In the copy, include no pictures. Reproduce the rest of the entries exactly.

**** Task material ****

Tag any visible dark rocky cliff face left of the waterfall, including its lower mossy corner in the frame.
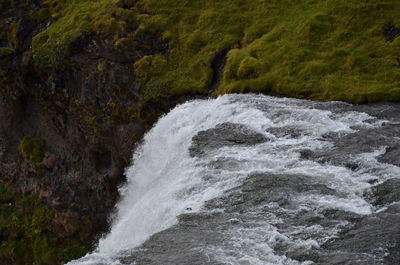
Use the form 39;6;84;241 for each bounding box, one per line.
0;1;191;264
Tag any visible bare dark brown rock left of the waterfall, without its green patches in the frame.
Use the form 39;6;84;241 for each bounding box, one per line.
0;0;177;258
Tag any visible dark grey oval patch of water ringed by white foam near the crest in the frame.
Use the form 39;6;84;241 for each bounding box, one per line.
189;123;268;156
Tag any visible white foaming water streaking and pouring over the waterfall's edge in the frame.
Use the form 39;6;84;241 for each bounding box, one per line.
68;95;400;265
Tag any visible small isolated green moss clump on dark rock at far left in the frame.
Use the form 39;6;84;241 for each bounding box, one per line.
19;137;44;169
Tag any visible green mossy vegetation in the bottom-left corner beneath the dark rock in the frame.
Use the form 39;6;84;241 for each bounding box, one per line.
0;177;87;265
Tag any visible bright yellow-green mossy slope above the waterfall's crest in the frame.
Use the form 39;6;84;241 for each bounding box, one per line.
33;0;400;103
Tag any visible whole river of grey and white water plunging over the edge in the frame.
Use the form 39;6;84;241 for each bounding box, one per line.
68;95;400;265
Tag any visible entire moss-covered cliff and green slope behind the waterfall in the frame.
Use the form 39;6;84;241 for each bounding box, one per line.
0;0;400;264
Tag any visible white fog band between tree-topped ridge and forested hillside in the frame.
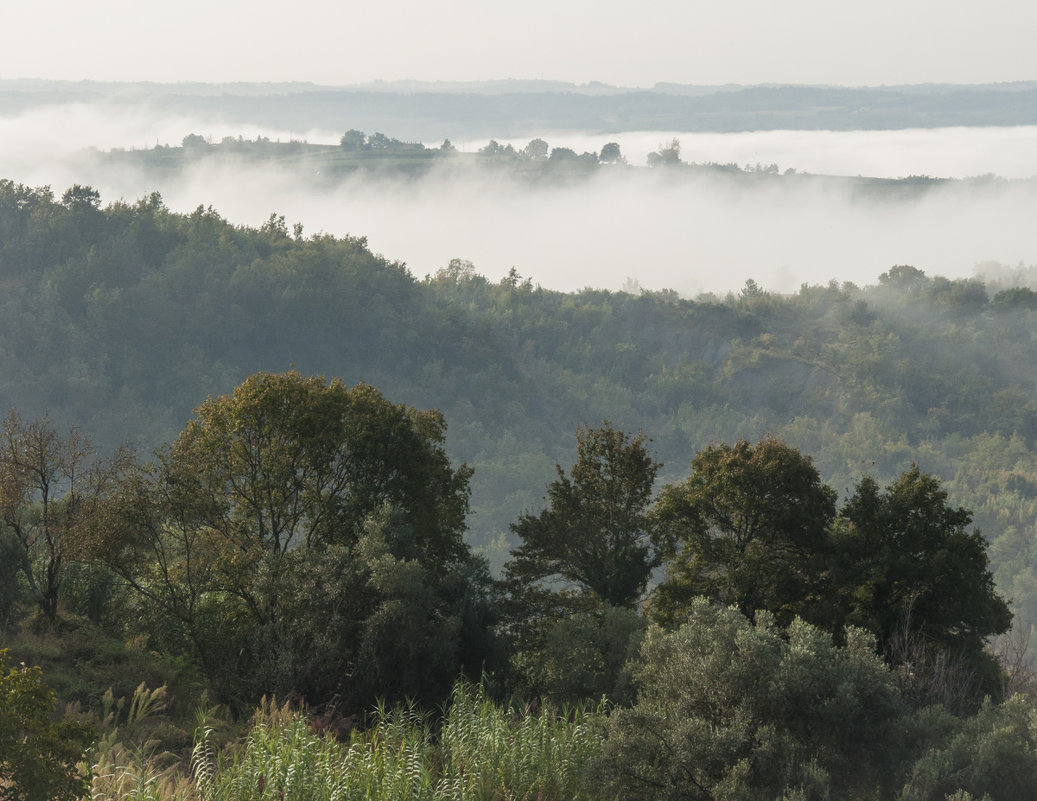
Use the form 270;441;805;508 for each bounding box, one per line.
3;137;1037;296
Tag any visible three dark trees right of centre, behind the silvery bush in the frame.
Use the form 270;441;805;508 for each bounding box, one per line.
504;425;1012;706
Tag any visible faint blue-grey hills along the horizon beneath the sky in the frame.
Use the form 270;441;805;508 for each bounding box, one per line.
0;81;1037;139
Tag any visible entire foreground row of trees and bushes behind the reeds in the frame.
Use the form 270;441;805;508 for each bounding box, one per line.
0;371;1020;799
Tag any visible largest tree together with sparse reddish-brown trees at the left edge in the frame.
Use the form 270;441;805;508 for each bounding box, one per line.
0;372;492;711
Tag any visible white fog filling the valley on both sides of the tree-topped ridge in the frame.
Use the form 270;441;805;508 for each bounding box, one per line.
0;107;1037;295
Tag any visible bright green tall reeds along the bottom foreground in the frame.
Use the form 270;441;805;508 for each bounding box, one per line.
87;683;598;801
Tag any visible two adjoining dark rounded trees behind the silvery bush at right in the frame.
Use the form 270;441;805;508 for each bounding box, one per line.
650;438;1011;710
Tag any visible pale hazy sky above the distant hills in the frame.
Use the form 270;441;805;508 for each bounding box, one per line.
6;0;1037;86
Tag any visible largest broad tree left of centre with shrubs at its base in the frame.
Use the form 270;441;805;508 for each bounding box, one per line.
91;371;489;707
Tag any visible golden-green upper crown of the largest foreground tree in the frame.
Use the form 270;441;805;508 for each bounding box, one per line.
168;371;471;568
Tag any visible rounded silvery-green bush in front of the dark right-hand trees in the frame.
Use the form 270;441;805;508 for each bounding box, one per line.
598;599;905;800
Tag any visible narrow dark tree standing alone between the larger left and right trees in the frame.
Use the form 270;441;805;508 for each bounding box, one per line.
502;422;660;698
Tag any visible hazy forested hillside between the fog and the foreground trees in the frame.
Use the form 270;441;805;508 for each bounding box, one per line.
6;182;1037;619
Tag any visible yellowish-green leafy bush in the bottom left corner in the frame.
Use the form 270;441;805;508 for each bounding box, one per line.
0;650;92;801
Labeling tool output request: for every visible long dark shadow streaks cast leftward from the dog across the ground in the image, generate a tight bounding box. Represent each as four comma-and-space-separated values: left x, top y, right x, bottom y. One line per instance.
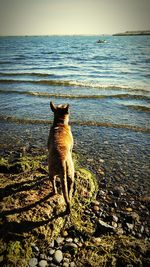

****

** Expected answer **
Tag any visible dark rocky cliff face left of the waterfall, including its lower mossy corner in the frame.
Use the form 39;6;84;241 for each bounding box, one per line.
0;1;191;264
Tag any visible bare dark brown rock left of the waterfall, without its green patches in the frame.
Use the form 39;6;84;241 for each bounding box, one per line.
0;0;177;258
Tag any visible dark grey oval patch of water ringed by white foam near the crest in the frame.
Use the form 39;6;84;241 for each bounding box, one per line.
189;123;268;156
Tag any visible white foaming water streaking and pouring over the waterfall's edge in the frame.
Use the form 39;6;84;241 for each bounding box, one per line.
68;95;400;265
Tag any visible small isolated green moss clump on dark rock at far left in the frame.
Use the form 39;6;84;241 for each bounding box, one per line.
19;137;44;169
Tag any visible green mossy vegetation in the bottom-left corner beneath the dark rock in the frame.
Use the form 39;6;84;241 for each bounding box, one per line.
0;177;87;265
Tag any visible bright yellow-green mossy slope above the waterfall's crest in the frame.
Use the form 39;6;84;241 for each bounding box, one per line.
33;0;400;103
Tag any visible whole river of grey and white water plunging over the edge in the frame.
Use the form 39;6;84;241 for each bounding box, one per line.
68;95;400;265
Tag any visible entire moss-covered cliff and green slope behind the waterfall in the frame.
Use the form 39;6;84;241 for each bounding box, one per line.
0;0;400;264
Tag any visible white fog band between tree-topped ridge and forested hillside in the frame.
Use the form 270;441;805;508 for each bounding box, one per line.
3;137;1037;296
Tag any visible three dark trees right of centre, behind the silvery bush in the frame.
Use the form 270;441;805;508 for each bounding box, one per line.
504;425;1012;706
Tag any visible faint blue-grey hills along the horizon beneath the sky in the frame.
Use the form 270;441;805;508 for each bounding box, one per line.
0;81;1037;139
Tag any visible entire foreground row of trees and bushes behind the reeds in the frame.
Use the form 270;441;805;508 for each bounding box, one per line.
0;371;1020;799
Tag any visible largest tree together with sparse reddish-brown trees at the left edge in the frame.
Use the form 270;441;805;508 for each bounding box, one per line.
0;372;492;711
Tag any visible white fog filling the valley on both sides of the tree-topped ridge in the frame.
Use the form 270;441;805;508 for each bounding box, one per line.
0;107;1037;295
Tag any visible bright green tall reeds along the bottom foreground in the frame.
Use the form 270;441;805;508 for each bounding box, one per line.
87;683;598;801
Tag any visible two adjoining dark rounded trees behind the silvery bush at right in the frame.
Use the form 270;441;805;508 for each bounding box, one per line.
650;438;1011;710
Tag any visible pale hazy sky above the distant hills in the frame.
Use the form 270;441;805;508 for each bounding box, one per line.
6;0;1037;86
Tag any visible largest broad tree left of centre with shrubs at its base in the frame.
Use the form 270;441;805;508 for each bounding box, one per line.
91;371;489;707
Tag any visible golden-green upper crown of the largest foreground tree in the frame.
Use the form 270;441;805;508 for each bounding box, one per line.
168;371;471;568
Tag any visible rounded silvery-green bush in front of the dark right-hand trees in the frame.
Use the form 270;441;805;508 for each bounding box, one per line.
598;599;905;800
Tag any visible narrow dark tree standing alone between the larger left and right trees in the frame.
Use the form 270;441;805;508 for each bounding box, one per line.
502;422;660;698
Tag any visible hazy forested hillside between the fog and the foreground trees in the frame.
Use the form 270;441;805;508 for each bounding box, one per line.
6;182;1037;619
Tag any visible yellowish-green leafy bush in the bottom left corner in the frame.
Use the form 270;441;805;508 for each bounding box, one per line.
0;650;92;801
Labeling tool output request: for every visible long dark shadow streaks cast leftward from the dog across the ground in the image, generate a tight bounding box. Represent each as four comma-and-space-separated values: left x, top y, right x, bottom y. One line per instance.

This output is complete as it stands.